[Dataset excerpts]
──────────────────────────────

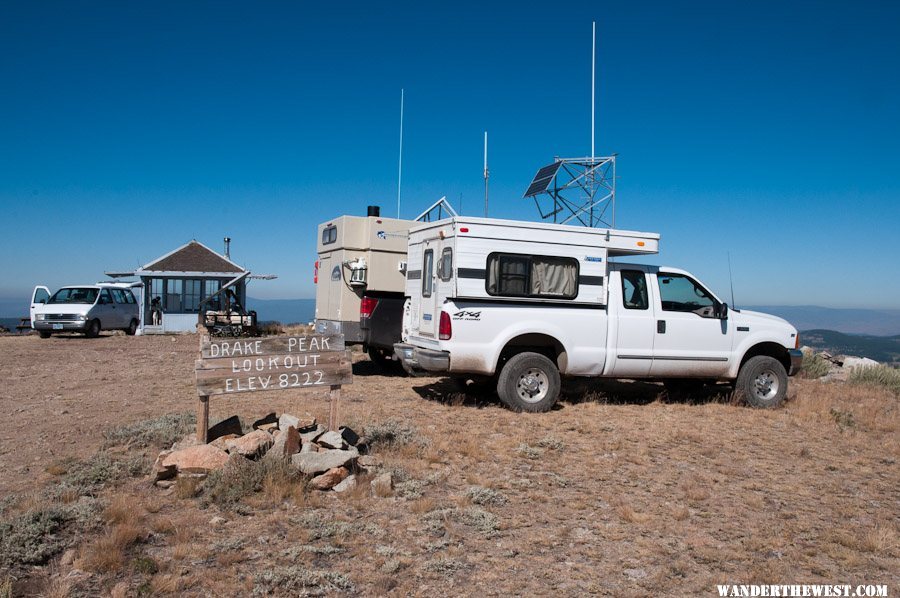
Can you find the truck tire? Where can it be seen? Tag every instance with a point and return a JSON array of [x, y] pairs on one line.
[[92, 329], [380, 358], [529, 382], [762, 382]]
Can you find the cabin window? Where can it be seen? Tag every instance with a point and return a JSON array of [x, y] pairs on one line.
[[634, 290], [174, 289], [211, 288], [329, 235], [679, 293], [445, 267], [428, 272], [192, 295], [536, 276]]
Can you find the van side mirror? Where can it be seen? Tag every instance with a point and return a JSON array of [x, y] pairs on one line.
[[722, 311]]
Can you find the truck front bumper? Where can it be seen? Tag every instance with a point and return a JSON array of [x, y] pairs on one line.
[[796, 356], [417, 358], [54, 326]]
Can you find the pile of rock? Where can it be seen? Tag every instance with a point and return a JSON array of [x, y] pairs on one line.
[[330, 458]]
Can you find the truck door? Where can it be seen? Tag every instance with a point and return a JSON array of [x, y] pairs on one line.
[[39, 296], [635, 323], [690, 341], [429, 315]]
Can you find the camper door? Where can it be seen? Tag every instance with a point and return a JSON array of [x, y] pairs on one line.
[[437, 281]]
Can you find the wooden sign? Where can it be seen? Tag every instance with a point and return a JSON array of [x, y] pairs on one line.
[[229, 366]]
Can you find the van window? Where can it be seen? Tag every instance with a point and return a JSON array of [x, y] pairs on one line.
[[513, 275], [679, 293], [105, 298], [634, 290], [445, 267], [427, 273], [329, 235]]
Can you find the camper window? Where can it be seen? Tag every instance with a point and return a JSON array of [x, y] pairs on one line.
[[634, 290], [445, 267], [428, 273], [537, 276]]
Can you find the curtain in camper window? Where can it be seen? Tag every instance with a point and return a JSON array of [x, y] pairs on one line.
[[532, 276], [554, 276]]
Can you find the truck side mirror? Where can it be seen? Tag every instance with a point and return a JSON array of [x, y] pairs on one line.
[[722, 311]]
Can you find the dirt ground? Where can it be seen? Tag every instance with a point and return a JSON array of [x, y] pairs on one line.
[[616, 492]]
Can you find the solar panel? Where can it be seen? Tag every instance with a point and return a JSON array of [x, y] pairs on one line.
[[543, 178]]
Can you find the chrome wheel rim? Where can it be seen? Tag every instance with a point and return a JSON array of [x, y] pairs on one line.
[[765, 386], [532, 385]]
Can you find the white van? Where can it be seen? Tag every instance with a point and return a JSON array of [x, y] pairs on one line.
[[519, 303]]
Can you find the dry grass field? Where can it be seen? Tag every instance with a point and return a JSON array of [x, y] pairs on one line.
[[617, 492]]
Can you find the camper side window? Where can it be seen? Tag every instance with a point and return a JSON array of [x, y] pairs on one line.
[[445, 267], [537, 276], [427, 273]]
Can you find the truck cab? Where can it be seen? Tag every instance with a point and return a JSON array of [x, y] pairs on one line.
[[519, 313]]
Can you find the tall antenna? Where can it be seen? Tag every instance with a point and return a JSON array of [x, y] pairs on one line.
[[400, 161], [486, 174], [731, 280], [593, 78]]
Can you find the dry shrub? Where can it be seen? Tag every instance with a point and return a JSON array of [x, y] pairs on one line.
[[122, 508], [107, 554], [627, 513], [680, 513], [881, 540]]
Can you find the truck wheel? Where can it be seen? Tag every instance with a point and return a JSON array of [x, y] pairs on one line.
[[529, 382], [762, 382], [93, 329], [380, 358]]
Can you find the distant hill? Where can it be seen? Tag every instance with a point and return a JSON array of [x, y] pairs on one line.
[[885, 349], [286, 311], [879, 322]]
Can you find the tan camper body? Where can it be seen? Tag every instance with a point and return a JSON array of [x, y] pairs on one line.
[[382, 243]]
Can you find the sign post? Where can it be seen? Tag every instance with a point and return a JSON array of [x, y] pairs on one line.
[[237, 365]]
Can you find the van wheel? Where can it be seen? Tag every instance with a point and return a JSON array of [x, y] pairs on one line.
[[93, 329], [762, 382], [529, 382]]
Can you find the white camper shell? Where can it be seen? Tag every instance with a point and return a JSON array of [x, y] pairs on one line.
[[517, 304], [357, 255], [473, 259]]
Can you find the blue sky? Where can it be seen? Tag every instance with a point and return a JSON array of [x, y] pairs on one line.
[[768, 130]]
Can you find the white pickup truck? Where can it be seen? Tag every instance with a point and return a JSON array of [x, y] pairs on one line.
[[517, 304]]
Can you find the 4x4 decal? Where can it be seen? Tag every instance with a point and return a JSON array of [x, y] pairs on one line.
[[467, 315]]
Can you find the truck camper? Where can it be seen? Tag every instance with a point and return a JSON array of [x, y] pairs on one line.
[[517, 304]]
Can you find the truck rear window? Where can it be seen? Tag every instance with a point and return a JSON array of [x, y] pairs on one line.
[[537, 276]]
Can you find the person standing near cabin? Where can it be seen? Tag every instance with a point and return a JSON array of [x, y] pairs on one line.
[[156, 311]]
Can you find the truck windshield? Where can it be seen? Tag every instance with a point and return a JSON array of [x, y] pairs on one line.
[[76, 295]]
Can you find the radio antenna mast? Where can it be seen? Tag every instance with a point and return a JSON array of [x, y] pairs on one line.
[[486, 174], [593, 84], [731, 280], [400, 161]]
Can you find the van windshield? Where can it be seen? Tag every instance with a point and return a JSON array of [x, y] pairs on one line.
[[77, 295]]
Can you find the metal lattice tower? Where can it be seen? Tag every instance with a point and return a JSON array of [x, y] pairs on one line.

──────────────────────────────

:: ABOUT THIS TASK ::
Each record should be given again exactly, with no picture carried over.

:: SOLUTION TO THIS EXERCISE ::
Can you find the truck tire? Where can it be seen? Tag every instance with a point and return a JSON array of [x, y] pairs on one line.
[[92, 329], [380, 358], [529, 382], [762, 382]]
Can you find the cabin window? Where can it be seen? Tag every instance with a point and return a JSON array of [x, y] pairs on one line.
[[634, 290], [174, 289], [211, 288], [329, 235], [679, 293], [445, 267], [428, 272], [192, 295], [536, 276]]
Can you find the van side mirror? Where can it be seen? Tag every instance with a point and return a JSON array of [x, y] pairs on one line.
[[722, 311]]
Can you find the truck front bumper? Where can it be seen? Tag every instance with a point and return a JSON array of [x, y] pairs on one line.
[[796, 356], [417, 358], [54, 326]]
Can you find the pile of rock? Where can it be seen? Tag every instance with a point and return a JSON array of [x, y] pairs on one line.
[[330, 458]]
Can you find the truck door? Where can it be seen? Tag every instance with a point and return a JSON array of [x, y] pairs on one line.
[[39, 296], [635, 323], [690, 341], [429, 315]]
Can you find the camper door? Where can it be seen? Tag every instance with a point and return a JSON array of [x, y] pairs on one line.
[[437, 281]]
Can you find the wooden sign? Where can it be seen? Tag every instance with a point and return a JSON array of [x, y] pairs on one line.
[[229, 366]]
Can you find the van window? Where can it be seen? Tag every instance with a point and return a JSON array of [x, y] pairs on one line.
[[513, 275], [679, 293], [105, 298], [634, 290], [445, 267], [427, 273], [329, 235]]
Can you find the camper window? Where can it be seen? Tag every instance with a point and return a JSON array of [x, y] pairs on one line.
[[634, 290], [445, 267], [428, 273], [537, 276]]
Can you find the curtain in camper window? Where can it be seen? Tag every instance with a point and return a JSON array of [x, y] pairs on one line.
[[532, 276], [554, 276]]
Can you find the truck side mirror? Where can it be seen? Tag every instance with a point and return a JSON array of [x, y] pairs on one line.
[[722, 311]]
Can you find the dirt ground? Where can it be seen? Tag every instance with a point and return a JSON array of [x, y] pairs on one line.
[[616, 492]]
Can you find the solar panel? Where can it be seen? Tag every instance with a point and return a JSON array of [x, y] pairs on one line.
[[543, 178]]
Can you find the chrome wheel rim? Where can it be seen? Tag every instance with a point and return a JSON array of [x, y] pairs on one line.
[[765, 386], [532, 385]]
Can you find the white van? Where can it be seen? Tag every instance with a point and return a JSON array of [x, y] pairs on one line.
[[519, 303]]
Can you find the dry grass field? Where can it be seen? Tag every instance with a point and return a JSON array of [x, y] pairs on one line.
[[617, 492]]
Can you find the camper side window? Where can it be seen? Tag every instance with a point and return a JSON array of [x, y] pairs on one line.
[[445, 267], [537, 276], [427, 273]]
Can you find the truck cab? Where can it be seen? Tag every instance with a point and return a JSON array of [x, y] pairs on one line.
[[519, 313]]
Can you find the tall antenna? Where can it be seen? Tag every instance with a point and return a JSON array of [x, y] pairs on one line.
[[400, 161], [486, 174], [731, 280], [593, 78]]
Can you find the dry shrub? Where can it be seen? Tag every instance with a point and return a JSON array of [x, y] pairs on one line.
[[122, 508], [107, 554], [627, 513], [680, 513], [881, 540]]
Can you find the truck wheel? Where can it be seen? Tag every instance with a point and return a JSON array of [x, y] pairs on one line.
[[529, 382], [762, 382], [93, 329], [380, 358]]
Can you find the distant hill? Where can it be seen? Tag every instance with a point and return a JSON array of [x, y] pairs on one line.
[[885, 349], [286, 311], [879, 322]]
Can you find the tan camper body? Where can it be seen? Tag every instance with a point and return a JSON array of [x, y] pairs on one line.
[[382, 243]]
Can you find the sign post? Where can it be seen? Tag every instance with a point and return a JSON array of [x, y] pairs on one line.
[[237, 365]]
Can you find the van wheel? Where can it be seen? Tag every instance with a point and return a JSON array of [x, y] pairs on one line.
[[93, 329], [762, 382], [529, 382]]
Can you find the white camper shell? Where can it be seen? Tag every instance with a point and return a JSON array of [x, y] pairs on one line.
[[517, 304], [357, 255], [473, 259]]
Can you find the blue sky? Where can it be seen? Tag every instance with a point and return a JSON array of [x, y] pairs on one line.
[[768, 130]]
Can you find the white pickup truck? Where can it be seen? Tag every instance with a point and return a JSON array of [x, y] pairs on one line.
[[517, 304]]
Can you find the 4x4 decal? Where can it be seen? Tag every instance with a point and return a JSON array of [x, y] pairs on one line.
[[467, 315]]
Can you find the truck camper? Where can it be seen? Tag every instance with a point and return a JSON array of [x, y] pairs on one line.
[[517, 304]]
Can you find the truck rear window? Where can it be seen? Tag every instance with a point and return a JSON array of [x, y] pairs on one line.
[[537, 276]]
Can you find the person standing near cabin? Where can it be seen? Tag every instance with a point and return a JSON array of [x, y] pairs on one line.
[[156, 311]]
Can you find the truck windshield? Where can it be seen? Tag every instance with a point and return a JSON array of [x, y] pairs on one line.
[[76, 295]]
Can you find the radio antenna mast? Where can it be seen? Tag every instance with a point and return a JSON array of [x, y] pairs on one line.
[[486, 174], [593, 84], [731, 280], [400, 161]]
Can you find the van windshield? Where can it be seen? Tag every instance with a point and return a JSON array of [x, y] pairs on one line.
[[77, 295]]
Can you find the metal lattice tower? Where can it be seen? Tag every instance with a point and return a JSON array of [x, y] pairs on one line.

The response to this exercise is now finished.